I would like you to return all of the records exactly as they stand.

Phrase grounding data:
[Start of section]
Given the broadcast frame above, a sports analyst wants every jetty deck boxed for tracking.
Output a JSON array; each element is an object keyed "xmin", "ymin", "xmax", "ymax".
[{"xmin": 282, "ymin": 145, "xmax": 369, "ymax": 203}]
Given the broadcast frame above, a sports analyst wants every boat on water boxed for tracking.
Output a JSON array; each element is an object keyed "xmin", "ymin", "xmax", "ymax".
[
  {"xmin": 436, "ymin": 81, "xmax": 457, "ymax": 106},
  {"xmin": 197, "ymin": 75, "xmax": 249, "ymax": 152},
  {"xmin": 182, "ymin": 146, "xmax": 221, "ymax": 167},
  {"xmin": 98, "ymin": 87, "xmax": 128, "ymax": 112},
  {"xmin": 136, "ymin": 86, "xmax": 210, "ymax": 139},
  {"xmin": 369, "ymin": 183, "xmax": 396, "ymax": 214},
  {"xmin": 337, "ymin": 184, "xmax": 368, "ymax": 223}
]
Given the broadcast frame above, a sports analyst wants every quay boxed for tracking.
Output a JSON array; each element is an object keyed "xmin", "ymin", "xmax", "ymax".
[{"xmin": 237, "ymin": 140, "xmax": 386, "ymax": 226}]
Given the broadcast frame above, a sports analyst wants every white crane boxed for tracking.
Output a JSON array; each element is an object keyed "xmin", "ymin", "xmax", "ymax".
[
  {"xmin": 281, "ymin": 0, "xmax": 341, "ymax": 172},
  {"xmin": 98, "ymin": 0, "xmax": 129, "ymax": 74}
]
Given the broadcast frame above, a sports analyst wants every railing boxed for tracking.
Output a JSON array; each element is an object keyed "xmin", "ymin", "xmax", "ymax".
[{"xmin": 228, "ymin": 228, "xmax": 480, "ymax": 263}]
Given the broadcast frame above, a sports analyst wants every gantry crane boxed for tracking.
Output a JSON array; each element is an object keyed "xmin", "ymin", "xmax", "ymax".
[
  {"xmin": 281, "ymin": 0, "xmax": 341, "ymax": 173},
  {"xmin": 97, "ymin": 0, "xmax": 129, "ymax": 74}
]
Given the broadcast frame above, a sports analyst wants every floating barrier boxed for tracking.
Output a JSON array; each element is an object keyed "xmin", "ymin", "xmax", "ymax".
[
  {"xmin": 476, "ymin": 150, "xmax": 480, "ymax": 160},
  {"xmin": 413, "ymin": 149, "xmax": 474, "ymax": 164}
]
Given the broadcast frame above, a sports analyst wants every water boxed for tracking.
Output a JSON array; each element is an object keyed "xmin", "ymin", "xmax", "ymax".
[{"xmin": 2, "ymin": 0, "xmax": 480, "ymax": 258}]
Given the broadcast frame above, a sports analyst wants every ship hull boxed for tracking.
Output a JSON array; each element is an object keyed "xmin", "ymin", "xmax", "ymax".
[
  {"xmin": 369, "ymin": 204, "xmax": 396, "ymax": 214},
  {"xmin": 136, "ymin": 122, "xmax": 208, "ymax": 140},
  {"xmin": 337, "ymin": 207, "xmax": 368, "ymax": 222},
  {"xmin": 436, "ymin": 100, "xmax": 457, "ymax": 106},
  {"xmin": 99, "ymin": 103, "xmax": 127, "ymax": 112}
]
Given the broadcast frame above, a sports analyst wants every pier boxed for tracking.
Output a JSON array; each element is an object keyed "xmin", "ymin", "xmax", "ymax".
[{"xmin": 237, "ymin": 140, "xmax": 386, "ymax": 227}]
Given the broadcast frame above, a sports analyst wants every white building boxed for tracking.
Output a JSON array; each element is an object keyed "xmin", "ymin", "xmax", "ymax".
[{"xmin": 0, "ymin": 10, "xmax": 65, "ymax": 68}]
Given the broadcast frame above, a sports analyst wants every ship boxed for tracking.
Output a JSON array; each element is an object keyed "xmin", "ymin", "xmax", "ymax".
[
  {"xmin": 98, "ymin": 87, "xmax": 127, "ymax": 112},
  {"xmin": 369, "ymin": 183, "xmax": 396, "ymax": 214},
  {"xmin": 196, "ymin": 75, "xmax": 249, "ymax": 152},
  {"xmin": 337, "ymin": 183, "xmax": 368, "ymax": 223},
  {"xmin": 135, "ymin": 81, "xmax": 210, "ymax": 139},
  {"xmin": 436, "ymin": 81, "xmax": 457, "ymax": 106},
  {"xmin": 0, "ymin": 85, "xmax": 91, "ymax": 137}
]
[End of section]
Written reply
Given the broadcast frame above, a sports analyst wants every jetty deck boxed for tracking.
Output a JSON array; each element is an object keyed "xmin", "ymin", "xmax", "ymax".
[{"xmin": 282, "ymin": 145, "xmax": 369, "ymax": 203}]
Given the broadcast frame above, a sports analyst wants every boat on water boxed for tracking.
Output a JSON array; each element is an object keyed "xmin", "ymin", "xmax", "ymax".
[
  {"xmin": 436, "ymin": 81, "xmax": 457, "ymax": 106},
  {"xmin": 197, "ymin": 75, "xmax": 249, "ymax": 152},
  {"xmin": 182, "ymin": 146, "xmax": 221, "ymax": 167},
  {"xmin": 98, "ymin": 87, "xmax": 128, "ymax": 112},
  {"xmin": 136, "ymin": 86, "xmax": 210, "ymax": 139},
  {"xmin": 369, "ymin": 183, "xmax": 396, "ymax": 214},
  {"xmin": 337, "ymin": 184, "xmax": 368, "ymax": 223}
]
Given the broadcast frame above, a sports analyst wants every quay boxed for tracking.
Output a JSON array; each element is an object keyed "xmin", "ymin", "xmax", "ymax".
[{"xmin": 237, "ymin": 140, "xmax": 386, "ymax": 226}]
Given the broadcast frame above, a sports analyst wants every white crane boxed for tracking.
Output a JSON array; each element is an object keyed "xmin", "ymin", "xmax", "ymax".
[
  {"xmin": 281, "ymin": 0, "xmax": 341, "ymax": 172},
  {"xmin": 98, "ymin": 0, "xmax": 129, "ymax": 74}
]
Given the broadcast frame above, a sports analyst wants every railing boxed for tracking.
Output a JSON array; each element is an object keyed "xmin", "ymin", "xmax", "ymax".
[{"xmin": 228, "ymin": 228, "xmax": 480, "ymax": 263}]
Given the broadcast frame above, a sports analyst wants every gantry crane boxed for tracking.
Output a JSON array; each element is an object keyed "xmin", "ymin", "xmax", "ymax".
[
  {"xmin": 281, "ymin": 0, "xmax": 341, "ymax": 173},
  {"xmin": 97, "ymin": 0, "xmax": 129, "ymax": 74}
]
Given the broadcast frame above, a sports analyst wants every floating barrier boxed for tracking.
Output a JSON array; each element is an object keyed "xmin", "ymin", "xmax", "ymax".
[
  {"xmin": 476, "ymin": 150, "xmax": 480, "ymax": 160},
  {"xmin": 413, "ymin": 149, "xmax": 474, "ymax": 164}
]
Given the broadcast frame above, a sports analyst wants every water boxed for tracking.
Output a JSON array; each element is an object keyed "xmin", "ymin", "xmax", "ymax".
[{"xmin": 2, "ymin": 0, "xmax": 480, "ymax": 258}]
Given the broadcast frame above, a sports analyst wants every ship hull boxed for tracking.
Output a JSON array; each element is an object keyed "xmin", "ymin", "xmax", "ymax".
[
  {"xmin": 369, "ymin": 204, "xmax": 396, "ymax": 214},
  {"xmin": 136, "ymin": 122, "xmax": 208, "ymax": 140},
  {"xmin": 337, "ymin": 207, "xmax": 368, "ymax": 222},
  {"xmin": 436, "ymin": 100, "xmax": 457, "ymax": 106},
  {"xmin": 99, "ymin": 103, "xmax": 127, "ymax": 112}
]
Given the broadcast frame above, a sports analyst wants every pier boxed for tracking.
Output a JSON array; each element is an object keyed "xmin", "ymin", "xmax", "ymax".
[{"xmin": 237, "ymin": 140, "xmax": 386, "ymax": 227}]
Given the broadcast frame above, a sports analyst wants every white building boxed for tracking.
Output a JSON array; each element is an object keyed "xmin", "ymin", "xmax", "ymax".
[{"xmin": 0, "ymin": 10, "xmax": 65, "ymax": 68}]
Given the broadcast frame above, a sports analyst wants every ship boxed for tracking.
Output a JSON array; each element is an object keyed "xmin", "ymin", "xmax", "ymax".
[
  {"xmin": 98, "ymin": 87, "xmax": 127, "ymax": 112},
  {"xmin": 369, "ymin": 183, "xmax": 396, "ymax": 214},
  {"xmin": 196, "ymin": 75, "xmax": 249, "ymax": 152},
  {"xmin": 337, "ymin": 183, "xmax": 368, "ymax": 223},
  {"xmin": 135, "ymin": 81, "xmax": 210, "ymax": 139},
  {"xmin": 436, "ymin": 81, "xmax": 457, "ymax": 106},
  {"xmin": 0, "ymin": 85, "xmax": 91, "ymax": 137}
]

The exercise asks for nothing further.